start

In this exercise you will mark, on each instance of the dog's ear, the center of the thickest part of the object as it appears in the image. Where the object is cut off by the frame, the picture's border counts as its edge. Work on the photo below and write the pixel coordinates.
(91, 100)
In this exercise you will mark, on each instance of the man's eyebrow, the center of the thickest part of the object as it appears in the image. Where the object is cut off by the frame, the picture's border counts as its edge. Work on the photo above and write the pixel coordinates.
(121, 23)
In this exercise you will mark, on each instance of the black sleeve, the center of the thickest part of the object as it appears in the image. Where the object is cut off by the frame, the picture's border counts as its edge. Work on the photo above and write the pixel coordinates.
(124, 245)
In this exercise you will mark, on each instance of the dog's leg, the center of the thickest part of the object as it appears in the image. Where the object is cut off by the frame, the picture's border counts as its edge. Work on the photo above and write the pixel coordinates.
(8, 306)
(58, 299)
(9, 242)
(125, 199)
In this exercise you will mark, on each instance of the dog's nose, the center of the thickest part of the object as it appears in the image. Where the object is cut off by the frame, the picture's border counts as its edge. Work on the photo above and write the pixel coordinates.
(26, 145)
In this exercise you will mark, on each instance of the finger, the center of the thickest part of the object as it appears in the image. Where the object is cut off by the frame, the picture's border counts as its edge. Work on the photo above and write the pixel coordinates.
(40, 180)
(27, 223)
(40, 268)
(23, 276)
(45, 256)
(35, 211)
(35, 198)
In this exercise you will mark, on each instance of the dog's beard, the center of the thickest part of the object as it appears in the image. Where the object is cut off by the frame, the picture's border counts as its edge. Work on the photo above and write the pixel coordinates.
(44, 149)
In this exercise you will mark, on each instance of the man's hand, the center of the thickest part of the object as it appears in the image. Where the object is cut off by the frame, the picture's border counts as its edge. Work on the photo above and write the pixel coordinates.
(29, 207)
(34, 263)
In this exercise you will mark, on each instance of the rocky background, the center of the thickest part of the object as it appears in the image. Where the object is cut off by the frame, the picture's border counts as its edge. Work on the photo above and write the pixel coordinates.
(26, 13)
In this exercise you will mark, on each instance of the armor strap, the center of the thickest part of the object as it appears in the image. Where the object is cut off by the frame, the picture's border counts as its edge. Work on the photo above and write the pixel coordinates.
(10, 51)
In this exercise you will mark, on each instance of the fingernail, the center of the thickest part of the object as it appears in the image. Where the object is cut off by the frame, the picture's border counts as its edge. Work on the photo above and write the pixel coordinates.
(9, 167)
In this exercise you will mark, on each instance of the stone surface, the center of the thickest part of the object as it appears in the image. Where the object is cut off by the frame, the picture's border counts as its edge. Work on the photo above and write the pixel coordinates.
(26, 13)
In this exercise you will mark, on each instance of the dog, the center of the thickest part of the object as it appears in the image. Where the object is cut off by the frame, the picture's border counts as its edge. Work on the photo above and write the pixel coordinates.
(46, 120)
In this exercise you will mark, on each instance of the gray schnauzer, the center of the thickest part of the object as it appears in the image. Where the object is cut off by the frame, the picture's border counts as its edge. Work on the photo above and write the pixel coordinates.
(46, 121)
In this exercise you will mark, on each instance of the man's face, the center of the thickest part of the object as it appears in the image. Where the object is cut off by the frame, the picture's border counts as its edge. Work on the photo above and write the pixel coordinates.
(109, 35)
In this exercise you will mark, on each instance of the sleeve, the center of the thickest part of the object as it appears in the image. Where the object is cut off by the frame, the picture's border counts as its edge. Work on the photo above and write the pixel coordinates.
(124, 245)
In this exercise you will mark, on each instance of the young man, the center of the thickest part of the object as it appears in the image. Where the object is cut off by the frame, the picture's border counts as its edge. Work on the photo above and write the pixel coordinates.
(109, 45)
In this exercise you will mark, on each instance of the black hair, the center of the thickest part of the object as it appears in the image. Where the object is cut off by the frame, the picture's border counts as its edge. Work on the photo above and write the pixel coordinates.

end

TASK TO COMPLETE: Reproduce all of the entries above word for word, in their original order.

PROBLEM SOLUTION:
In this exercise you will mark, on each instance of the dog's ear, the center of the thickest part of the object as it appears in the image. Where the object is cut off by the frame, the picture's border counts as its edge. Work on the photo below and write the pixel coordinates.
(91, 100)
In this exercise you will mark, on each instance of the man's eyebrow, the center of the thickest part of the object as it appears in the image. Where the object is cut off by the frame, the picture's border counts as its edge. Work on the photo above and write the pixel coordinates.
(121, 23)
In this exercise you will mark, on each instance of the black sleeve, the center of the thickest part of the object as it appears in the image. Where the object is cut off by the frame, the picture's border counts as its edge. Work on the photo above and write the pixel coordinates.
(124, 245)
In this exercise you will mark, on each instance of the dog's leg, the center of the thickest part of the object as it appears in the image. Where the object is cut off by the frame, the picture's border counts as its edge. Work on the photo above and write the pixel coordinates.
(8, 306)
(58, 299)
(9, 242)
(125, 199)
In this exercise you will mark, on each instance of the dog's nose, the center of the thickest part of the object as it appears in the image. Where the object is cut off by the frame, the picture's border counts as its edge. Work on the photo above and write the pixel coordinates.
(26, 145)
In this exercise you will mark, on each instance of the finger, the center of the thickest part of the object as it appears in the image. Where the object is cut off by the frame, the picture's border counts as its edge. Work on the photo above and write the pixel coordinates.
(40, 180)
(27, 223)
(40, 268)
(23, 276)
(45, 256)
(35, 211)
(35, 198)
In this exercise you will mark, on each instance of the dog's beard, the center of the thickest part of the object as it appears in the image. Where the object is cut off by the frame, the picture's border counts as its edge. Work on the photo above and write the pixel coordinates.
(44, 149)
In this exercise you will mark, on each instance of the man's hand, the center of the thickest part of the object as it appears in the image. Where the object is cut off by the frame, the picture's border counts as its edge. Work on the photo above and write the pixel coordinates.
(29, 207)
(34, 263)
In this exercise you will mark, on each instance of the rocky background, the center of the thickest part of the object as it appears in the image. Where the object is cut off by the frame, the picture's border counts as its edge. Work on the photo above and write the pixel coordinates.
(26, 13)
In this exercise you will mark, on each instance of the armor strap, the center of the thickest part of the object as it appears in the image. Where the object is cut off by the frame, the picture's border counts as its edge. Work on the photo above and write the pixel coordinates.
(10, 51)
In this exercise you will mark, on each instance of the fingernail, the center of the thickest part of the object as it appears in the image. Where the object is cut off by the frame, the picture's border counts as its edge. Work on the photo above and write the pixel coordinates.
(9, 167)
In this exercise you will mark, on each instance of the stone surface, the center of the thickest part of the object as it appears in the image. Where the object is cut off by the frame, the picture's border counts as its edge. Work on the photo above and write the pixel coordinates.
(26, 13)
In this exercise you will mark, on each instance of the dog, the center of the thickest part of the object as it appears in the image. Where the object is cut off by the frame, the picture's border counts as its edge. Work on the photo above and write the pixel coordinates.
(46, 120)
In this exercise you will mark, on each instance of the gray schnauzer, the center of the thickest part of the object as it appears in the image. Where the object is cut off by the frame, the picture's border counts as its edge. Work on the photo above and write the pixel coordinates.
(46, 121)
In this exercise you will mark, on each instance of the man's face, the center of the thickest part of the object as it appears in the image. Where the object is cut off by the frame, the picture's border counts as its edge. Work on the photo above and write the pixel coordinates.
(109, 35)
In this exercise you will mark, on each instance of the sleeve, the center of the thickest part of the object as it appears in the image. Where the object is cut off by the frame, the picture's border counts as its edge. Work on the photo above and write the pixel coordinates.
(124, 245)
In this exercise you will mark, on each instance of the young man, the center of the thickest part of the object as it appears in the image. Where the object is cut off by the frame, the picture's border counts as its edge. Work on the photo above and write the pixel coordinates.
(109, 45)
In this exercise you will mark, on each instance of the black hair, the center of the thickest part of the object as it appears in the image. Where the object is cut off by the frame, the picture's border counts as its edge. Work on the photo above and write the pixel coordinates.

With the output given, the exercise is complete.